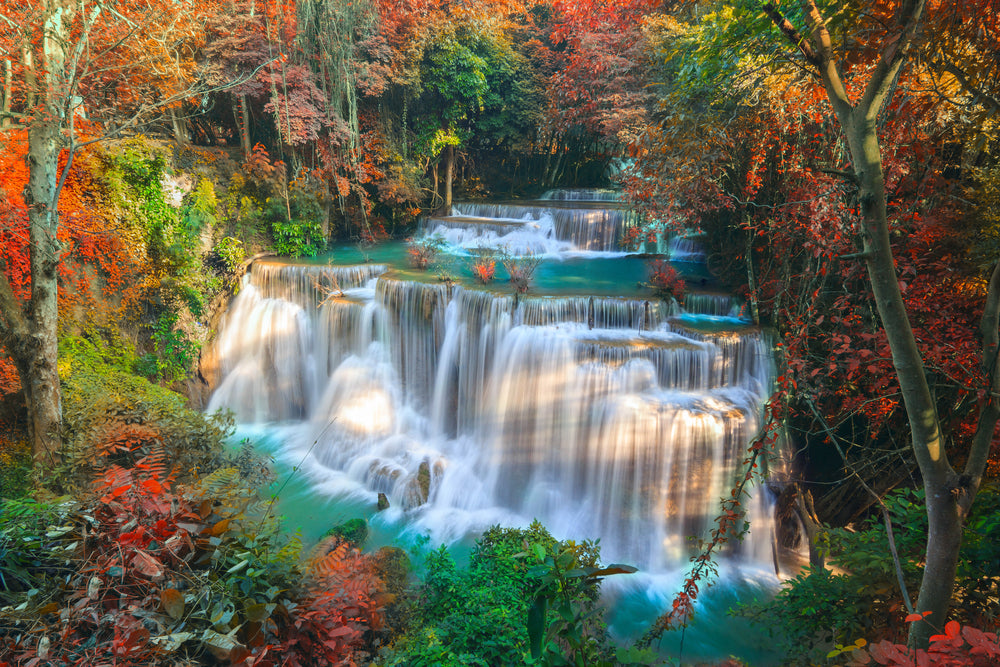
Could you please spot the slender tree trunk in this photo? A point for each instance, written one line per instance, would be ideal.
(244, 126)
(944, 516)
(449, 177)
(7, 86)
(180, 126)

★ ★ ★ ★ ★

Directions ▸
In transcribing the lines above, omit the images and keep all else exact.

Response below ▸
Could you please spot the slender tree trunk in this photo? A point for each instance, written one line per instance, would be ideal.
(244, 126)
(944, 516)
(449, 177)
(7, 86)
(180, 126)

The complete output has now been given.